GEGEVEN TEKST ->

Strafrecht – Plastic boodschappentasje ECLI:NLHR:1981:AC7336

  • Datum: 29 september 1981

  • Rechtbankniveau: Hoge Raad

  • Rechtsgebied: Strafrecht

  • Wetsartikelen: Art. 27 Sr

Casus

Er liep een man op straat en hij had in zijn hand een plastic boodschappentasje. De politie dacht hem te herkennen en sprak hem uiteindelijk aan. Op de vraag wat er in zijn plastic boodschappentasje zat, antwoordde hij dat er boeken in zaten, maar dat hij deze wel gestolen had. Hierdoor werd hij door de agenten aangemerkt als verdachte en werd om deze reden dan ook aangehouden. De man was het hier echter niet mee eens, omdat hij vond dat zijn verklaring geen bewijs is. Van tevoren was hem namelijk geen cautie gegeven.

OPGAVEN ->
**A)** Geef het stuk uit de zaak over het plastic boodschappentasje letterlijk opnieuw weer: begin bij de woorden "Er liep een" en stop na "geen cautie gegeven.".
**B)** Beantwoord over de zaak over het plastic boodschappentasje:
(i) Op welke datum is de uitspraak gedaan?
(ii) Welk wetsartikel wordt vermeld?
(iii) Wat zat er volgens de man in zijn boodschappentasje?

AANGELEVERDE RIJEN ->

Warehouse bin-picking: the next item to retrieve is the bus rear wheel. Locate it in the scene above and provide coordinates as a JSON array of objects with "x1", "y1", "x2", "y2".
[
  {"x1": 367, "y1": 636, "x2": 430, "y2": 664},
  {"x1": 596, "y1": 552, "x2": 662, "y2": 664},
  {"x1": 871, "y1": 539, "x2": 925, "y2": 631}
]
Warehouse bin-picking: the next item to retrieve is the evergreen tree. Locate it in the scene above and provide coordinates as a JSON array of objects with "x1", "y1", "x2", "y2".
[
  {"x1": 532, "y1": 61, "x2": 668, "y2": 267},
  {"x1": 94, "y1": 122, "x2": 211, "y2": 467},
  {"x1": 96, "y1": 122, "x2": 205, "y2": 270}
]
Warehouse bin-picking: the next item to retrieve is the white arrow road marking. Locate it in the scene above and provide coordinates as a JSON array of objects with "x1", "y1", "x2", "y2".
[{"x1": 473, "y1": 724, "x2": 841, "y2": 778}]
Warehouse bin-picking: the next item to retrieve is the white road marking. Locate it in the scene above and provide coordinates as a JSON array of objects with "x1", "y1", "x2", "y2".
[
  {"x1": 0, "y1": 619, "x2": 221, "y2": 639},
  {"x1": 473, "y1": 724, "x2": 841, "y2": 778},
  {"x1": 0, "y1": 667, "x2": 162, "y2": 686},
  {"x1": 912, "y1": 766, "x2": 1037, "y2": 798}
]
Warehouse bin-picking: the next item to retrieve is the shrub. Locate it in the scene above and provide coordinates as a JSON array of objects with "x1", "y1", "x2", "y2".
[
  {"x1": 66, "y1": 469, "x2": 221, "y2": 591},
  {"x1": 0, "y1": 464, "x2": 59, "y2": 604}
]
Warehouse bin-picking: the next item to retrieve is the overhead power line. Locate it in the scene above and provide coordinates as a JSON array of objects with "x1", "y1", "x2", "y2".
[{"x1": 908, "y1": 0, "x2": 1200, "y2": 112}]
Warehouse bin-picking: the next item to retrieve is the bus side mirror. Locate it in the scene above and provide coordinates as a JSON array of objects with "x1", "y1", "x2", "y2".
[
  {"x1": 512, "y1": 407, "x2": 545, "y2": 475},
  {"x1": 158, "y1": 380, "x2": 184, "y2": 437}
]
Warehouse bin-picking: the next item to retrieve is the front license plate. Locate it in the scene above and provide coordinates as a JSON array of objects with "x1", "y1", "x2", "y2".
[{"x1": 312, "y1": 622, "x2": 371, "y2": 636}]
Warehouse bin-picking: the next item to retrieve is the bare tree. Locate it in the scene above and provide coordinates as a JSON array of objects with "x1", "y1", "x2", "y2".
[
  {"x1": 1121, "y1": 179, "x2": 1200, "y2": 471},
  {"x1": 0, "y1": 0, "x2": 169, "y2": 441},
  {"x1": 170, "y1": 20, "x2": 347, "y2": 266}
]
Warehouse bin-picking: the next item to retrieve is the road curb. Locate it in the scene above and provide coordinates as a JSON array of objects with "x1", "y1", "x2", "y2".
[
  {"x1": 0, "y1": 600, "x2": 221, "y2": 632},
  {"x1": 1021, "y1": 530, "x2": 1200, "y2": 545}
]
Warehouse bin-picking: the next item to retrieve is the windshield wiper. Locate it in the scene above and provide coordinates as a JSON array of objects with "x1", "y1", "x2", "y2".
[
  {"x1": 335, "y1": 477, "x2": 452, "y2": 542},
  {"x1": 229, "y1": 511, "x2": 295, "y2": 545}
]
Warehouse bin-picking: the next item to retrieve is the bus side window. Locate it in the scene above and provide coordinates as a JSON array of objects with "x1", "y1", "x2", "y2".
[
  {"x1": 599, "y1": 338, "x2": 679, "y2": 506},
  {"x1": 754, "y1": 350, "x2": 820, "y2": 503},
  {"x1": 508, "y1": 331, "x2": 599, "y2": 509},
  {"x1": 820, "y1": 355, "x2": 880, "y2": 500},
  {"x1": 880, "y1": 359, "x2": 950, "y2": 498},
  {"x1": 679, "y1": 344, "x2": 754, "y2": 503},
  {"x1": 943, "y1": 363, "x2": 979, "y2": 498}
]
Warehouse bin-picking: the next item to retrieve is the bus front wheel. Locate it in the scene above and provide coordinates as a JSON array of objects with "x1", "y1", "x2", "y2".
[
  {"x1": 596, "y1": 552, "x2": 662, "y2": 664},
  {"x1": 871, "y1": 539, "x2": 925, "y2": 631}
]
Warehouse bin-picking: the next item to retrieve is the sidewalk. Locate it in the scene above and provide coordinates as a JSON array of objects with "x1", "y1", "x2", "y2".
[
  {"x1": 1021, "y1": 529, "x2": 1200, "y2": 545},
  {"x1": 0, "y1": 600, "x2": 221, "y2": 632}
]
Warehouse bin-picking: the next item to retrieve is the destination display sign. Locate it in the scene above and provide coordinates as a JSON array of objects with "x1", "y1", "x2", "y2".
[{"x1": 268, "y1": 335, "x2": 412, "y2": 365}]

UITWERKINGEN ->
**A)**
Er liep een man op straat en hij had in zijn hand een plastic boodschappentasje. De politie dacht hem te herkennen en sprak hem uiteindelijk aan. Op de vraag wat er in zijn plastic boodschappentasje zat, antwoordde hij dat er boeken in zaten, maar dat hij deze wel gestolen had. Hierdoor werd hij door de agenten aangemerkt als verdachte en werd om deze reden dan ook aangehouden. De man was het hier echter niet mee eens, omdat hij vond dat zijn verklaring geen bewijs is. Van tevoren was hem namelijk geen cautie gegeven.

**B)**
(i) 29 september 1981
(ii) Art. 27 Sr
(iii) Boeken, die hij volgens eigen zeggen gestolen had